**Énoncé a**. D'après le texte sur le gouvernement personnel, quelle constitution veut et impose le gouvernement personnel ?

**Texte source**.

Nous prendrons un ou deux exemples dans les discussions de la tribune, de la presse. On parle beaucoup depuis quelque temps du gouvernement personnel, et ce n’est pas seulement la montagne qui en parle. Ces propos ont aussi accès dans le parti modéré, et nous n’en sommes pas étonnés. Le 31 octobre est une tentative de gouvernement personnel. Cela pourra devenir une faute, nous attendons les résultats définitifs ; mais, assurément, cela n’est pas une illégalité. La constitution de 1848 veut le gouvernement personnel ; elle l’impose, et ce n’est que par une dérogation tacite à cette constitution qu’on peut s’écarter du gouvernement personnel. Ce point de droit ne peut pas être contesté. Arrivons maintenant au fait, et voyons comment le parti modéré et la montagne entendent fort différemment la résistance au gouvernement personnel, comment surtout la montagne pratiquerait cette résistance, aussitôt que le parti modéré semblerait vouloir s’y associer.

**Jeu de données**.
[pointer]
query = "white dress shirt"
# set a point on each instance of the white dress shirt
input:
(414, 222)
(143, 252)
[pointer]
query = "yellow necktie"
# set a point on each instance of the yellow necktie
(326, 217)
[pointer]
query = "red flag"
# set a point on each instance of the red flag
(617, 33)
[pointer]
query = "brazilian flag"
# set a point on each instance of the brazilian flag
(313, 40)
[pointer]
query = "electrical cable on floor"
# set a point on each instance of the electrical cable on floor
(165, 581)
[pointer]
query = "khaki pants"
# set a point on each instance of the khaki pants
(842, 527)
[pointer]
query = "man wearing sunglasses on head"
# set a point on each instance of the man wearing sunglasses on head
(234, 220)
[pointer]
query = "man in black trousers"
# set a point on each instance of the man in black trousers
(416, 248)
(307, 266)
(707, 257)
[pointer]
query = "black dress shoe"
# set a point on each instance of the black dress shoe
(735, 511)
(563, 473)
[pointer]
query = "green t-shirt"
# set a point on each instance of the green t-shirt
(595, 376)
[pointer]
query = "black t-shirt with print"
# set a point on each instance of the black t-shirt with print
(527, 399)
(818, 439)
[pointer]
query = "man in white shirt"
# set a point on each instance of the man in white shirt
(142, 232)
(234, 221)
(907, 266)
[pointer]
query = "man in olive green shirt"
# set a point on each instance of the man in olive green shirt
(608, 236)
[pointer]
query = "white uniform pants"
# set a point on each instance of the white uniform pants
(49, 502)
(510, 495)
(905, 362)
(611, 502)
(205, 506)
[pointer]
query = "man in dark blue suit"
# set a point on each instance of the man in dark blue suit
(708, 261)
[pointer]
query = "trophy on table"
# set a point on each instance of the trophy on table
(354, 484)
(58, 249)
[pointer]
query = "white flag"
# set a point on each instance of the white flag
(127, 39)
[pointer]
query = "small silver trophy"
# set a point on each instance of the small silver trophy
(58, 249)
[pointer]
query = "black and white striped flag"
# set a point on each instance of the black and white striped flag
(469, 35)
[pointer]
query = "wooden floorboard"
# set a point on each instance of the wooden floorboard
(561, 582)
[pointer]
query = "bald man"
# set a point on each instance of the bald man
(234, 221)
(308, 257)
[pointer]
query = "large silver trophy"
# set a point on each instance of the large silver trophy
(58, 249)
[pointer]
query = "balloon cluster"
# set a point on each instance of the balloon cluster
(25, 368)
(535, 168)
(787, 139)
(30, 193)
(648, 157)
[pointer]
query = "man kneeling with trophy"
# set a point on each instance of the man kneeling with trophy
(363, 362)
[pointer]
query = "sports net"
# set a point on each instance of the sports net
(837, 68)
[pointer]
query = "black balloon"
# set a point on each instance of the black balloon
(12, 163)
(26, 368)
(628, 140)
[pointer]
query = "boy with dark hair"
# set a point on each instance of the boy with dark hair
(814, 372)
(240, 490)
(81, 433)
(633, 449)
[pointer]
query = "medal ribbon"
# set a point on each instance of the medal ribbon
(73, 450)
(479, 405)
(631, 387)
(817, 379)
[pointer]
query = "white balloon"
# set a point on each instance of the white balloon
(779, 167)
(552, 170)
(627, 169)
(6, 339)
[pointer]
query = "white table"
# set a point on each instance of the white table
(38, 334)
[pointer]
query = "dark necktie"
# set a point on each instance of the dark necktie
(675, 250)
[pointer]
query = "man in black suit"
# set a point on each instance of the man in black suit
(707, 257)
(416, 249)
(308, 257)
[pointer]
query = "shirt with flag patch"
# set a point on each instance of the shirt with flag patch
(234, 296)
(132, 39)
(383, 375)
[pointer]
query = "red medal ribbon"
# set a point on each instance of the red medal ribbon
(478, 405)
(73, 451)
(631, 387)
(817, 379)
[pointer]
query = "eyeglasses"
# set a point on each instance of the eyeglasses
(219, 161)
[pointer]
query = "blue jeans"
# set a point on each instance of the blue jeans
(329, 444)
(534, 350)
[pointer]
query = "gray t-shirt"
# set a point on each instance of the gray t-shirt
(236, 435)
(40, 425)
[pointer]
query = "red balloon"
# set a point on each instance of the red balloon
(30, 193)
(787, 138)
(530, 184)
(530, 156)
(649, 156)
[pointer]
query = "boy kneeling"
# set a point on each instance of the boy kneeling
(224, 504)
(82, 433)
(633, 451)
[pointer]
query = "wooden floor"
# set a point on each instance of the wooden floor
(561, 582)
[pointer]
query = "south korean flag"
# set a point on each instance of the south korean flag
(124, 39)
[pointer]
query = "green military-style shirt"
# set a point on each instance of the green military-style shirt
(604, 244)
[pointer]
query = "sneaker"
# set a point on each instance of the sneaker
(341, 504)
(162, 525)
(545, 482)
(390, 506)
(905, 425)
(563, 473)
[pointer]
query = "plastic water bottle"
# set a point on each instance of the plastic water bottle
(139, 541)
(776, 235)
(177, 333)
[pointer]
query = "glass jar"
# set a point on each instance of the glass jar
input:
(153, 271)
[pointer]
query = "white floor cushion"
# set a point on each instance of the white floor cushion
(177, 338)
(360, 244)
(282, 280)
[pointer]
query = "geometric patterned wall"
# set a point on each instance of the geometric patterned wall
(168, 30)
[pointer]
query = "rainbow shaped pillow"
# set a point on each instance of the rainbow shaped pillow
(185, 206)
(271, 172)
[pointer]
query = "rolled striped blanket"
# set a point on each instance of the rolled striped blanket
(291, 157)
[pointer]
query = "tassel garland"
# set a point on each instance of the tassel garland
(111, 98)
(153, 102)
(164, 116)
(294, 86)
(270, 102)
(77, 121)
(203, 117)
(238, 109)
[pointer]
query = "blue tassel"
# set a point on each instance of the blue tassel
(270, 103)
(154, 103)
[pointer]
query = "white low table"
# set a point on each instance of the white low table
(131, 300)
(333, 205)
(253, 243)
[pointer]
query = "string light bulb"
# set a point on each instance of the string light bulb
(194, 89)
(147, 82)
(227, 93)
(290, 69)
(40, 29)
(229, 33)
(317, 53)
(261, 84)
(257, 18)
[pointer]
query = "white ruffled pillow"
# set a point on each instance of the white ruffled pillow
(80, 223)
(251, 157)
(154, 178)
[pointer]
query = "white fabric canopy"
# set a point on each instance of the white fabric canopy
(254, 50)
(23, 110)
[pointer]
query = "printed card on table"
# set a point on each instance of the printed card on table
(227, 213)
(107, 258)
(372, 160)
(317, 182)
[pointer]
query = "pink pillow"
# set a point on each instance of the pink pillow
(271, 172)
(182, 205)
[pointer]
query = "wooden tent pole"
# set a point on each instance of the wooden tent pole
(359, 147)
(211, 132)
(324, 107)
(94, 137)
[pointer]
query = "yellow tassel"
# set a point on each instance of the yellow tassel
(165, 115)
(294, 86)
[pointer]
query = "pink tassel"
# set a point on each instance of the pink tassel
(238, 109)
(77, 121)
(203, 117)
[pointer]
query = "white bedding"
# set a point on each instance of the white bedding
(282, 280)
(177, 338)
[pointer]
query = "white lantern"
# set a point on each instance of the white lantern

**Énoncé b**. Indiquez chaque ligne des entrées qui contient la chaîne "shoe".

**Réponse a**. La constitution de 1848.

**Réponse b**.
query = "black dress shoe"
# set a point on each instance of the black dress shoe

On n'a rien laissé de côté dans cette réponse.